## start Data provided

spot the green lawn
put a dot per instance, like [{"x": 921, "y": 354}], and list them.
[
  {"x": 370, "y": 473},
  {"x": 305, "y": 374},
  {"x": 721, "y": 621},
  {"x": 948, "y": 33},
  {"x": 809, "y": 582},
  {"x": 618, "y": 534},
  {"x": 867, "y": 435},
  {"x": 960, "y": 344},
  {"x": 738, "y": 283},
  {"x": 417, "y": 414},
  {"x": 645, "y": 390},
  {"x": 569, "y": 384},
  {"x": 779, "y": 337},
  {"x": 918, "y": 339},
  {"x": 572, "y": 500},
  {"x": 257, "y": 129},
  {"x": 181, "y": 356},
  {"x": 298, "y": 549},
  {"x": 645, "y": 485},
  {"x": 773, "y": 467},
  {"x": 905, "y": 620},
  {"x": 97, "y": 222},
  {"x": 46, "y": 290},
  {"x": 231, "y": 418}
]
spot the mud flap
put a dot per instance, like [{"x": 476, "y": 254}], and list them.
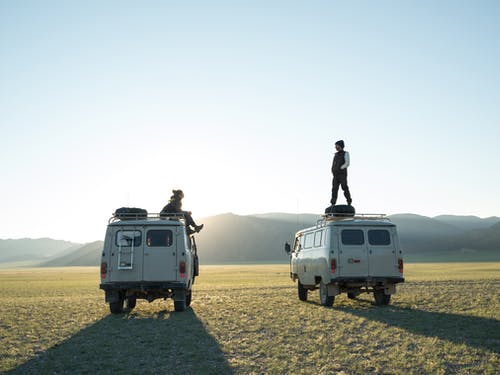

## end Data provided

* Exercise goal *
Reproduce the entire listing above verbatim, leaving out the pictures.

* The completed task *
spot the green lawn
put a dot per instance, like [{"x": 921, "y": 354}], and list them.
[
  {"x": 370, "y": 473},
  {"x": 305, "y": 374},
  {"x": 721, "y": 621},
  {"x": 948, "y": 33},
  {"x": 809, "y": 582},
  {"x": 618, "y": 534},
  {"x": 867, "y": 435},
  {"x": 960, "y": 344},
  {"x": 738, "y": 283},
  {"x": 417, "y": 414},
  {"x": 645, "y": 390},
  {"x": 569, "y": 384},
  {"x": 779, "y": 337},
  {"x": 918, "y": 339},
  {"x": 572, "y": 500},
  {"x": 257, "y": 129},
  {"x": 181, "y": 356},
  {"x": 298, "y": 549},
  {"x": 645, "y": 485},
  {"x": 773, "y": 467},
  {"x": 905, "y": 620},
  {"x": 97, "y": 222},
  {"x": 46, "y": 290},
  {"x": 231, "y": 418}
]
spot the mud flap
put a dot per instance, like [{"x": 476, "y": 254}], and list them.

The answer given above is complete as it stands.